Instructions to follow: Copy the entries again, starting with the line that contains "Return the outline of every instance of the yellow" and going on through the end of the entries, and include the requests. Multiply every coordinate in the answers by 2.5 and round to whole numbers, with halves rounding up; leave the numbers in the requests and their format samples as they are.

Data section:

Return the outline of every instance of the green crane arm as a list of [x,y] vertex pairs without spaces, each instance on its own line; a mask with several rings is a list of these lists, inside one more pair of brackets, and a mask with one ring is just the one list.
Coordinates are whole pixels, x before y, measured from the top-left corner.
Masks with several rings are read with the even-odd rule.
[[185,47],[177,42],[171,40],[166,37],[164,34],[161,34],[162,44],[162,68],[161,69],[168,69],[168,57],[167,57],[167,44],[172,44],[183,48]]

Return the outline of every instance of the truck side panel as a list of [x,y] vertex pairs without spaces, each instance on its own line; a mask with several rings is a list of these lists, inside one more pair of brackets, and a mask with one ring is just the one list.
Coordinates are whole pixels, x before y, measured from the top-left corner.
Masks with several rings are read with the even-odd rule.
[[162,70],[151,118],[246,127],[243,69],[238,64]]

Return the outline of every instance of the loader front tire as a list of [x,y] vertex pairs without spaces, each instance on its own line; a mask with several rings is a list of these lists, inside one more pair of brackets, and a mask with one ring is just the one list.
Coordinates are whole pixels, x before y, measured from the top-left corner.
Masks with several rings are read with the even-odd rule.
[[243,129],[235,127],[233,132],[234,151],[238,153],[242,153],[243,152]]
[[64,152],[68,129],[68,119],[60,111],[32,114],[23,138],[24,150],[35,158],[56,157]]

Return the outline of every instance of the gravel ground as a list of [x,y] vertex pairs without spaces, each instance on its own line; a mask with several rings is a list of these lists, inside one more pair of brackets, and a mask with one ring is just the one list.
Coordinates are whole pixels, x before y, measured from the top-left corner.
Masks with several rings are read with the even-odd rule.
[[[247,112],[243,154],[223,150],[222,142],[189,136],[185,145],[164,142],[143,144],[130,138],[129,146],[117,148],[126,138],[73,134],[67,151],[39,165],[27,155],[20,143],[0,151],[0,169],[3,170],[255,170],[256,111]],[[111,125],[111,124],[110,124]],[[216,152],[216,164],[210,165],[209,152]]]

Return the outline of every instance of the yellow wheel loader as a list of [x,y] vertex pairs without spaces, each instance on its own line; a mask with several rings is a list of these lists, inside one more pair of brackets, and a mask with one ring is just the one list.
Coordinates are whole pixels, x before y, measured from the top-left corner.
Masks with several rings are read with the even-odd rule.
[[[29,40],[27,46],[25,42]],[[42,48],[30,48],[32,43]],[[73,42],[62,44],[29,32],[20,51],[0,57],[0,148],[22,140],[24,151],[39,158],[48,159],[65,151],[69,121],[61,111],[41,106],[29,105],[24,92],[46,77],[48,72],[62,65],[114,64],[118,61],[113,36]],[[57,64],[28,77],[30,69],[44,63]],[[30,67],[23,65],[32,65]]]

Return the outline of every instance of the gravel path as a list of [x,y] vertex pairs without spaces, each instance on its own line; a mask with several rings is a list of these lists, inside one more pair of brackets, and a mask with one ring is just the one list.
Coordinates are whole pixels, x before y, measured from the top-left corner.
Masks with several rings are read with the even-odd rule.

Expected answer:
Return the outline of every instance of the yellow wheel loader as a list of [x,y] vertex pairs without spaces, each instance on its own line; a mask with several rings is a list of these lists, inside one more pair of brackets, and a mask with one ring is just the one list.
Coordinates are whole pixels, x before y, measured from the top-left corner.
Masks with several rings are read with the even-odd rule.
[[[73,100],[68,115],[63,105]],[[105,120],[75,120],[80,108]],[[183,105],[155,110],[73,80],[50,128],[0,143],[0,370],[55,350],[60,378],[98,395],[120,398],[163,378],[173,303],[153,278],[103,265],[73,263],[60,230],[115,193],[120,180],[155,163],[285,160],[295,153],[283,90]],[[143,160],[70,193],[75,173],[110,158]],[[75,168],[58,163],[80,163]]]

Return the outline of every instance of the gravel path as a list of [x,y] vertex pairs without spaces, each instance on its own line; a mask with several rings is a list of these lists, inside one more pair of brackets, and a mask with one ring is just the one list.
Coordinates are whole pixels, x before y, measured from the top-left corner.
Masks with several rings are read with the even-odd rule.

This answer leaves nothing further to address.